(Point localization data)
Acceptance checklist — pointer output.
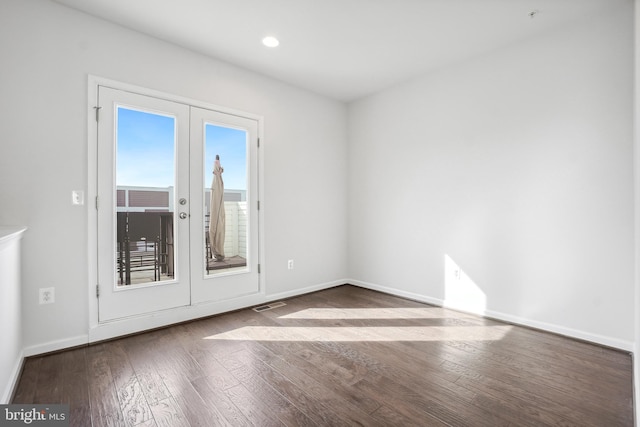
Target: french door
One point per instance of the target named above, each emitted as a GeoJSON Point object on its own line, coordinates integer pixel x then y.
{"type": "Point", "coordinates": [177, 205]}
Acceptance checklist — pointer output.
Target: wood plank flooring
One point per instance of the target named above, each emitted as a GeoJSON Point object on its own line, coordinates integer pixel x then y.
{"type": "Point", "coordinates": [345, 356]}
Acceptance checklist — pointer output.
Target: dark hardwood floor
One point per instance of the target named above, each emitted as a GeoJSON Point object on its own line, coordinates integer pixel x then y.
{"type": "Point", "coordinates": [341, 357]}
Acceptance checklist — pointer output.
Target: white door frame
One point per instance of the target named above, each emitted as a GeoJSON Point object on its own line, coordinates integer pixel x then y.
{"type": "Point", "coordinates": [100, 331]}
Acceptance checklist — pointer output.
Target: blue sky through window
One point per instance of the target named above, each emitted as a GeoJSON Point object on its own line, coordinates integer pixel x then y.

=== TASK INSTRUCTIONS ===
Every line from the line containing "Target: dark hardwood floor" through the line containing "Target: blue sky through window" in the records above must be retyped exactly. Leave out the rest.

=== RESULT OF THIS TASK ===
Target: dark hardwood floor
One point per instance of the target named above, each emitted as a GeoJSON Point object on its own line, coordinates integer pixel x then y.
{"type": "Point", "coordinates": [341, 357]}
Acceptance checklist — pointer output.
Target: white door frame
One point per instance of the target named above, each emitted as a GeoJSON Point object on its own line, coordinates integer pixel x then y.
{"type": "Point", "coordinates": [100, 331]}
Acceptance checklist — pointer output.
Target: blue sky through window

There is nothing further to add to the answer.